Design

Architecture

The EMQ broker 1.0 is more like a network Switch or Router, not a traditional enterprise message queue. Compared to a network router that routes packets based on IP or MPLS label, the EMQ broker routes MQTT messages based on topic trie.

_images/concept.png

The EMQ 2.0 seperated the Message Flow Plane and Monitor/Control Plane, the Architecture is something like:

            Control Plane
         --------------------
            |            |
FrontEnd -> | Flow Plane | -> BackEnd
            |            |
          Session      Router
         ---------------------
             Monitor Plane

Design Philosophy

  1. Focus on handling millions of MQTT connections and routing MQTT messages between clustered nodes.
  2. Embrace Erlang/OTP, The Soft-Realtime, Low-Latency, Concurrent and Fault-Tolerant Platform.
  3. Layered Design: Connection, Session, PubSub and Router Layers.
  4. Separate the Message Flow Plane and the Control/Management Plane.
  5. Stream MQTT messages to various backends including MQ or databases.

System Layers

  1. Connection Layer

    Handle TCP and WebSocket connections, encode/decode MQTT packets.

  2. Session Layer

    Process MQTT PUBLISH/SUBSCRIBE Packets received from client, and deliver MQTT messages to client.

  3. PubSub Layer

    Dispatch MQTT messages to subscribers in a node.

  4. Routing(Distributed) Layer

    Route MQTT messages among clustered nodes.

Connection Layer

This layer is built on the eSockd library which is a general Non-blocking TCP/SSL Socket Server:

  • Acceptor Pool and Asynchronous TCP Accept
  • Parameterized Connection Module
  • Max connections management
  • Allow/Deny by peer address or CIDR
  • Keepalive Support
  • Rate Limit based on The Leaky Bucket Algorithm
  • Fully Asynchronous TCP RECV/SEND

This layer is also responsible for encoding/decoding MQTT frames:

  1. Parse MQTT frames received from client
  2. Serialize MQTT frames sent to client
  3. MQTT Connection Keepalive

Main erlang modules of this layer:

Module Description
emqttd_client TCP Client
emqttd_ws_client WebSocket Client
emqttd_protocol MQTT Protocol Handler
emqttd_parser MQTT Frame Parser
emqttd_serializer MQTT Frame Serializer

Session Layer

The session layer processes MQTT packets received from client and delivers PUBLISH packets to client.

A MQTT session will store the subscriptions and inflight messages in memory:

  1. The Client’s subscriptions.
  2. Inflight qos1/2 messages sent to the client but unacked, QoS 2 messages which have been sent to the Client, but have not been completely acknowledged.
  3. Inflight qos2 messages received from client and waiting for PUBREL. QoS 2 messages which have been received from the Client, but have not been completely acknowledged.
  4. All qos1, qos2 messages published to when client is disconnected.

(Dataset items)
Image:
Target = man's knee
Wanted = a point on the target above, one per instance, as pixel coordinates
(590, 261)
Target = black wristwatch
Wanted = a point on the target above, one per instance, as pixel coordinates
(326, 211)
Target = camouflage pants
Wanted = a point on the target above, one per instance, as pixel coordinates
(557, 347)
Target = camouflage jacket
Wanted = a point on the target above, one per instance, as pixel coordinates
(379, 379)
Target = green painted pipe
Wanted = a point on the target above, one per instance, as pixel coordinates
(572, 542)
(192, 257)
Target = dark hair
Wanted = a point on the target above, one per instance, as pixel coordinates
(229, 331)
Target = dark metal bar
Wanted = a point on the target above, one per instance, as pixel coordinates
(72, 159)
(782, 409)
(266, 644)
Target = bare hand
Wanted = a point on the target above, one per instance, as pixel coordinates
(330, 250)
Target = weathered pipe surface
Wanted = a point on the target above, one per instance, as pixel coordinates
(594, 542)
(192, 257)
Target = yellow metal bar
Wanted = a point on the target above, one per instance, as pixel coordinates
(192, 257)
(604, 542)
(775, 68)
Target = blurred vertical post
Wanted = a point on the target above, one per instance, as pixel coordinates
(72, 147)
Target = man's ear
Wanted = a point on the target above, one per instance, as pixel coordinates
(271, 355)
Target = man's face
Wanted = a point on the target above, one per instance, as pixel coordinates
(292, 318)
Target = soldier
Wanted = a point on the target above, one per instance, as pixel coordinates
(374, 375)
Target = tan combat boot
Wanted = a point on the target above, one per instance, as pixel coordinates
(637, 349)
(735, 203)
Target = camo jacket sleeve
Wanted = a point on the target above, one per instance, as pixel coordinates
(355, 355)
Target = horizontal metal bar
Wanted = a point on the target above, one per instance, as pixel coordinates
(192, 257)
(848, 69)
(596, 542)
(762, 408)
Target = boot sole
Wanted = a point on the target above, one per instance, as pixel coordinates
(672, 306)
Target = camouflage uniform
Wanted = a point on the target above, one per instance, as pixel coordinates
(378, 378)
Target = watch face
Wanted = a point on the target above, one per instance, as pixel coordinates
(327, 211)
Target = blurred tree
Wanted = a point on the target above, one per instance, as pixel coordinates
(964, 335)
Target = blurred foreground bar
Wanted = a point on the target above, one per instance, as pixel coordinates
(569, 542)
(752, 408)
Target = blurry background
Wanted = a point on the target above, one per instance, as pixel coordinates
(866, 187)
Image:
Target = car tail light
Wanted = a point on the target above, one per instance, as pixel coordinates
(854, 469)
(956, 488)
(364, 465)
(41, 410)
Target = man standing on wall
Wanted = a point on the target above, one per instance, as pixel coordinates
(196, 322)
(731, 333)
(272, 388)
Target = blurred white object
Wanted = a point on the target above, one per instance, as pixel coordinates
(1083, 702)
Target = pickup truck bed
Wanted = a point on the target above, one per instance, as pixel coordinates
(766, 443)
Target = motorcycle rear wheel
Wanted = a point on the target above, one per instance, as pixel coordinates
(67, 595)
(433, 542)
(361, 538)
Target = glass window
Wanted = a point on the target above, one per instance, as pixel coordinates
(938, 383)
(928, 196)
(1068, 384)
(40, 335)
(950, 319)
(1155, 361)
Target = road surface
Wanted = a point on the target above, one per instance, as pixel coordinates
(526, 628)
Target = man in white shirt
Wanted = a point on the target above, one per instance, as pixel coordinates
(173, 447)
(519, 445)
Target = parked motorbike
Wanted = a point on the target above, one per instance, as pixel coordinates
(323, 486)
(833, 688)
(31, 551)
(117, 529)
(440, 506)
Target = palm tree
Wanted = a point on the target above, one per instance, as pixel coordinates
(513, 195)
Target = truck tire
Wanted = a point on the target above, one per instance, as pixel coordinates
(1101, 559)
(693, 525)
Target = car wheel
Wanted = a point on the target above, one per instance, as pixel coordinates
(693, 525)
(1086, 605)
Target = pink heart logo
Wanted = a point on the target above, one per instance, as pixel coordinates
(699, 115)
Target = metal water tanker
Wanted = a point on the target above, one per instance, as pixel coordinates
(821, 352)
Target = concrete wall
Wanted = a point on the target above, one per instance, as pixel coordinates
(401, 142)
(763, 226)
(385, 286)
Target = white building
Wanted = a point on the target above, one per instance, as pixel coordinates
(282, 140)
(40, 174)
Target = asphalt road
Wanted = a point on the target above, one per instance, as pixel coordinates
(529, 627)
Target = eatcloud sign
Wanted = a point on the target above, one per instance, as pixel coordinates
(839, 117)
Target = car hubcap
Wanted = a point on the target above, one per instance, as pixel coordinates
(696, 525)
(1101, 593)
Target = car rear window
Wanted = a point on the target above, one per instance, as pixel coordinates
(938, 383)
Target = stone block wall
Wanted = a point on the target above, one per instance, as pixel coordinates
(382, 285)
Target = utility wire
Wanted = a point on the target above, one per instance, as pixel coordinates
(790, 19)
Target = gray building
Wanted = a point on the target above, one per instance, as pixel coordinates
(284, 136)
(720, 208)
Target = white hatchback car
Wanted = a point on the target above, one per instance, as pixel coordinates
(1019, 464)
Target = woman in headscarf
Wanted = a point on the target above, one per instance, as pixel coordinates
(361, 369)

> [TASK INSTRUCTIONS]:
(a) How would you render this sentence from the EMQ design notes in Spanish: "The session layer processes MQTT packets received from client and delivers PUBLISH packets to client."
(b) Answer these from the EMQ design notes:
(i) What does the EMQ broker base its routing of MQTT messages on?
(ii) Which library is the connection layer built on?
(iii) Which module serves as the MQTT frame parser?

> [EXPECTED RESPONSES]:
(a) La capa de sesión procesa los paquetes MQTT recibidos del cliente y entrega paquetes PUBLISH al cliente.

(b)
(i) Topic trie.
(ii) The eSockd library.
(iii) emqttd_parser.